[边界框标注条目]
■ ■ ■ ■ ■

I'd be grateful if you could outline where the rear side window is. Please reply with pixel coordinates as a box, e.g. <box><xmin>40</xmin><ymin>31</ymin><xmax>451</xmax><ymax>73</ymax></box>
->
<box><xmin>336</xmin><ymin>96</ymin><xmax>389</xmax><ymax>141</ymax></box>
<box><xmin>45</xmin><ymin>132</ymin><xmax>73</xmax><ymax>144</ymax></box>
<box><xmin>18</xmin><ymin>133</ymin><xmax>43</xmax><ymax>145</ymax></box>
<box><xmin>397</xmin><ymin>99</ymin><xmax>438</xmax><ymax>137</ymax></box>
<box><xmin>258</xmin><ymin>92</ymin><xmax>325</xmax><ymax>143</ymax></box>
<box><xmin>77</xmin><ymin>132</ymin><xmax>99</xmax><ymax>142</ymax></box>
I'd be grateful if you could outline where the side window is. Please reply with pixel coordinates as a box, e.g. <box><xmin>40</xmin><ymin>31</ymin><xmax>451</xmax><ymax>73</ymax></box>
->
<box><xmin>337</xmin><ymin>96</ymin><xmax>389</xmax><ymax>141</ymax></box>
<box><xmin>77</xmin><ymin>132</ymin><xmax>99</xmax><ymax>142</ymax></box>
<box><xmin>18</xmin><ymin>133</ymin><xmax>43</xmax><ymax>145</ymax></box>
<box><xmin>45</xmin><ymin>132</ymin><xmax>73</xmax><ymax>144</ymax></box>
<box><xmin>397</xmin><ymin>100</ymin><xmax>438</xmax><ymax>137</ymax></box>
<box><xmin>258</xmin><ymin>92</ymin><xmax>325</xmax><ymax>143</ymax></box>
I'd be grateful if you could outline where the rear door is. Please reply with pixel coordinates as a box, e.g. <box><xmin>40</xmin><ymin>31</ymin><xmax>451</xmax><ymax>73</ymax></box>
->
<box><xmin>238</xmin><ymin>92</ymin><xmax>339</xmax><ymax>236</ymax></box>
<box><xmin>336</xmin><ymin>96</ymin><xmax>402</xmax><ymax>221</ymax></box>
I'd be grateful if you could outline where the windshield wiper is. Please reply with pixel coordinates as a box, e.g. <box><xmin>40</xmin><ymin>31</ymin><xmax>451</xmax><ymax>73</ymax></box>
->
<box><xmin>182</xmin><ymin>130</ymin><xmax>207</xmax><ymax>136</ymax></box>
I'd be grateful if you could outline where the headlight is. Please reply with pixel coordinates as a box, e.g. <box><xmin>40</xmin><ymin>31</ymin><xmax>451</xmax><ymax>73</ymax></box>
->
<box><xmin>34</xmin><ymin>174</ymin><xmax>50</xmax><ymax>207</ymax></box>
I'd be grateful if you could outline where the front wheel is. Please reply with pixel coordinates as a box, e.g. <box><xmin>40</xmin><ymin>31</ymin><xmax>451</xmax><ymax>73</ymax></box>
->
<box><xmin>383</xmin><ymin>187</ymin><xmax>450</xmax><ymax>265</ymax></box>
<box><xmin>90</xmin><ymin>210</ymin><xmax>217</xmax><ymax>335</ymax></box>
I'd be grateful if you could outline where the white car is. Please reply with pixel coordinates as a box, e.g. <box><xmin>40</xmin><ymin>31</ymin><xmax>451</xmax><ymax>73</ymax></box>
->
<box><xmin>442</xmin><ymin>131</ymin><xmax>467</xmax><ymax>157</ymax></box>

■ ■ ■ ■ ■

- _目标_
请原样输出上面这些行中从含有“I'd be grateful if you could outline where the front”的那一行起直到最后一行为止的内容，首尾两行都包括在内。

- _正确答案_
I'd be grateful if you could outline where the front wheel is. Please reply with pixel coordinates as a box, e.g. <box><xmin>40</xmin><ymin>31</ymin><xmax>451</xmax><ymax>73</ymax></box>
->
<box><xmin>383</xmin><ymin>187</ymin><xmax>450</xmax><ymax>265</ymax></box>
<box><xmin>90</xmin><ymin>210</ymin><xmax>217</xmax><ymax>335</ymax></box>
I'd be grateful if you could outline where the white car is. Please reply with pixel coordinates as a box, e.g. <box><xmin>40</xmin><ymin>31</ymin><xmax>451</xmax><ymax>73</ymax></box>
->
<box><xmin>442</xmin><ymin>131</ymin><xmax>467</xmax><ymax>157</ymax></box>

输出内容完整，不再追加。